## [Work required]
Write out nothing except the lines of the entries below, from the first through the one containing "the child's arm", exactly and without pictures.

-*-

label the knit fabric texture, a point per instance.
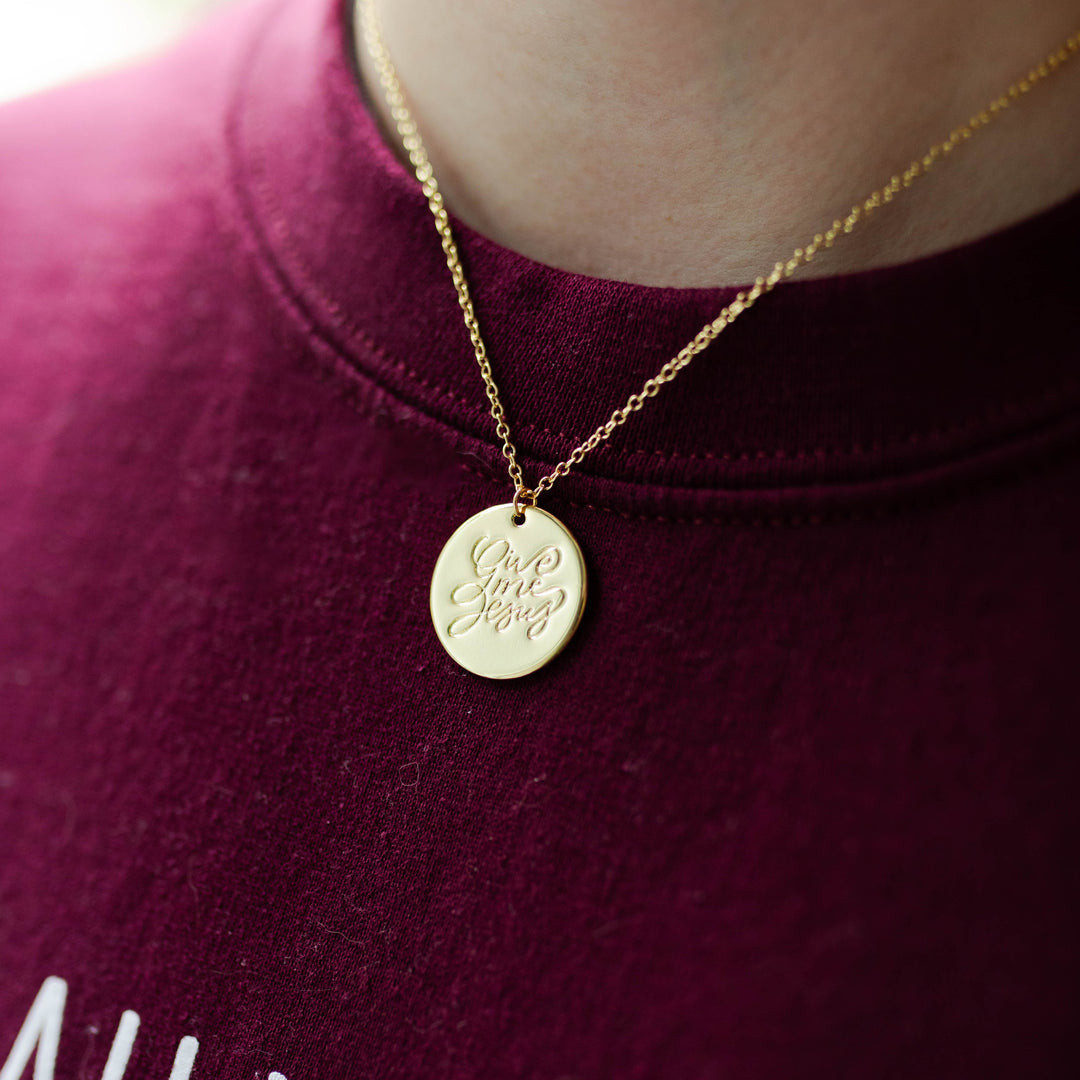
(797, 800)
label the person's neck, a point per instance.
(694, 143)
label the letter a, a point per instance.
(41, 1031)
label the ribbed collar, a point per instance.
(831, 391)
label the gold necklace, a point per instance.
(509, 589)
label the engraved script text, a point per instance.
(509, 589)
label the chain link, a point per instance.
(743, 300)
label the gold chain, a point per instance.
(743, 300)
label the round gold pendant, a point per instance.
(507, 597)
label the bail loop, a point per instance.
(524, 498)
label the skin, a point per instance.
(693, 143)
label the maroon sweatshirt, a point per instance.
(798, 800)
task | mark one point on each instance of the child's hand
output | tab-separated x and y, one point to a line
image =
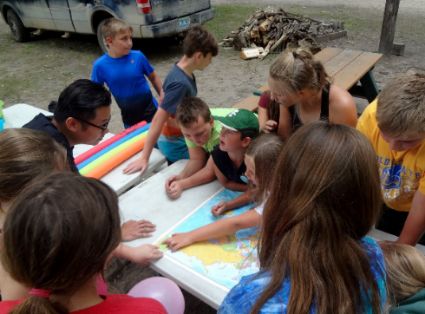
174	190
143	254
137	165
133	229
170	180
161	97
219	209
178	241
269	126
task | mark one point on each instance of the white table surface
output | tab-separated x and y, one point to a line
148	200
18	115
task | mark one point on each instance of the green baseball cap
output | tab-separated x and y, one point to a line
240	120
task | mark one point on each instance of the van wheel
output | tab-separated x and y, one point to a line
19	32
100	40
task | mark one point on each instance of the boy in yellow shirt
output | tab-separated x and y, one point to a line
395	125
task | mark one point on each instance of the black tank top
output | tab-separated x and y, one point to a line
324	110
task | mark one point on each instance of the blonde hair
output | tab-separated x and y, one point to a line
26	155
298	70
405	266
401	105
113	26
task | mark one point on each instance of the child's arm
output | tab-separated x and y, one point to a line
223	207
134	229
175	186
266	125
155	129
143	254
214	230
414	226
157	84
342	107
234	186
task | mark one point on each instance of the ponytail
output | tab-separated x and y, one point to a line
38	305
298	70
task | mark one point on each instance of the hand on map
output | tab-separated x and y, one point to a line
137	165
178	241
143	254
218	209
173	187
269	126
134	229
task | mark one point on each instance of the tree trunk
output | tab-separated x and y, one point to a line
388	26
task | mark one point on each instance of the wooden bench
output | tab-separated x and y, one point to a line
349	69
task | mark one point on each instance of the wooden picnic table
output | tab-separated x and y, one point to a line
349	69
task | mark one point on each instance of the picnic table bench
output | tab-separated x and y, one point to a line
349	69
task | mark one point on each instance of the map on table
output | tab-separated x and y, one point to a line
224	261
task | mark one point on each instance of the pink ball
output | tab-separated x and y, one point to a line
164	290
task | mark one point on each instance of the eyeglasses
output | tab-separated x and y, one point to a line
102	127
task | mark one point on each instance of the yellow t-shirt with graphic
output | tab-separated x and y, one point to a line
402	173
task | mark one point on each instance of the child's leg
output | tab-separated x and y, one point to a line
392	221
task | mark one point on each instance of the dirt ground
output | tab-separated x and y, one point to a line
37	71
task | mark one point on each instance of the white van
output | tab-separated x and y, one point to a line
149	18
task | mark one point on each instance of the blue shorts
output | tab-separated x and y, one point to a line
173	147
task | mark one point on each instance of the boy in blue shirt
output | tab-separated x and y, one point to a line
199	47
124	71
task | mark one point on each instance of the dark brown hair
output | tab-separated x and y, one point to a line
198	39
324	198
190	109
298	70
25	155
264	150
58	235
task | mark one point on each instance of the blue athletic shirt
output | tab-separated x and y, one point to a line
243	296
126	79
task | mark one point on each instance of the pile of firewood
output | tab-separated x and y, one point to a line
274	30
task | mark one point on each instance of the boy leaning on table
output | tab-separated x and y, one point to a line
395	125
201	128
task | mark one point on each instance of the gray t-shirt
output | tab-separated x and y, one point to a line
177	85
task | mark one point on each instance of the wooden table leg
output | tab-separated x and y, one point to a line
369	87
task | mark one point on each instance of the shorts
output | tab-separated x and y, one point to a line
173	147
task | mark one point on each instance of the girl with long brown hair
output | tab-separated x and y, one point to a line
261	153
58	235
314	254
25	157
300	93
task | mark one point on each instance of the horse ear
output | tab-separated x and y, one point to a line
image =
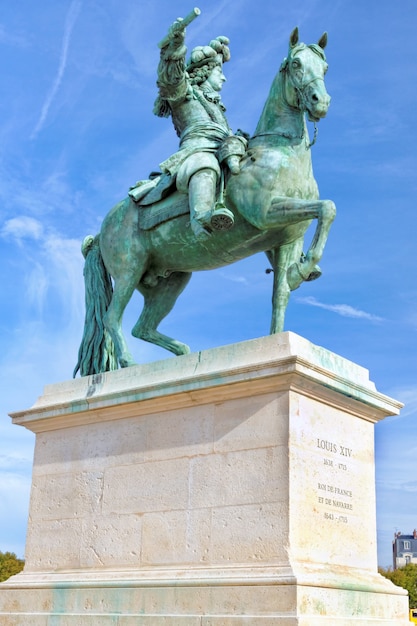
323	41
294	37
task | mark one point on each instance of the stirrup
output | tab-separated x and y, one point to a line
221	218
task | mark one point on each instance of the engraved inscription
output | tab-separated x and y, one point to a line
331	495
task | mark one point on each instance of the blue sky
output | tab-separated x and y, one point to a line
77	129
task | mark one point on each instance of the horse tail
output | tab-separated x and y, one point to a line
97	351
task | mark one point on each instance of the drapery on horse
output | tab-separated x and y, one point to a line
274	198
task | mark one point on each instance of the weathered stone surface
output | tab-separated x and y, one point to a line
228	488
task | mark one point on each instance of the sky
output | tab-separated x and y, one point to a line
77	129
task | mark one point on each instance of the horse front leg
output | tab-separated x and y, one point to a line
286	211
281	259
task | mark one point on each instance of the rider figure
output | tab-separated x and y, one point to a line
190	94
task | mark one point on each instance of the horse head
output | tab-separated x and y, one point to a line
303	77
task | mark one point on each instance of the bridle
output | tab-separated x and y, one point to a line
300	86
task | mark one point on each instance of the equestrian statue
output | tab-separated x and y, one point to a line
222	197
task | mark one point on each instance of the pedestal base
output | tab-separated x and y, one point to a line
225	488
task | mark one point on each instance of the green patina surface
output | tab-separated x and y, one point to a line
222	197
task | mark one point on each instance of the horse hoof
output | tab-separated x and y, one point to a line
295	276
127	362
222	219
314	275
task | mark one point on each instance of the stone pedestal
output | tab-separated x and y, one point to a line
226	488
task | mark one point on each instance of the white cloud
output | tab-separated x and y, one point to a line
22	227
345	310
69	25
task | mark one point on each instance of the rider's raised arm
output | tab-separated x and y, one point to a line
172	77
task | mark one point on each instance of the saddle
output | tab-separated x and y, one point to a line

-*-

## [Exercise solution]
label the knit fabric texture, a point per instance.
(797, 800)
label the person's neck, a point per instance.
(694, 143)
label the letter a, a point per instance.
(41, 1031)
label the ribbed collar, a point per instance.
(831, 391)
label the gold necklace, a point per instance.
(509, 589)
label the engraved script text, a point per instance.
(509, 589)
label the chain link, a point per instance.
(743, 300)
label the gold chain, a point per instance.
(743, 300)
label the round gold pendant, a point per instance.
(507, 597)
label the bail loop, a point per instance.
(524, 498)
label the skin, a point per instance.
(693, 143)
label the maroon sweatshirt, a point per instance.
(798, 800)
task | mark one point on each instance of the child's hand
output | tab-separated x and y, one point to a line
image =
174	190
143	254
137	165
133	229
170	180
161	97
219	209
178	241
269	126
task | mark one point on each instance of the white table surface
output | tab-separated x and y, one point to a line
148	200
18	115
task | mark one point on each instance of the green baseball cap
output | tab-separated x and y, one point to a line
240	120
task | mark one point on each instance of the van wheel
output | tab-separated x and y, one point to a line
19	32
100	40
task | mark one point on each instance of the boy in yellow shirt
output | tab-separated x and y, one point to a line
395	125
task | mark one point on each instance of the black tank top
output | tab-separated x and y, one point to a line
324	110
task | mark one point on each instance of the blonde hair
output | tab-separated x and y, one point to a line
26	155
298	70
405	266
401	105
113	26
task | mark one point on each instance of the child's arm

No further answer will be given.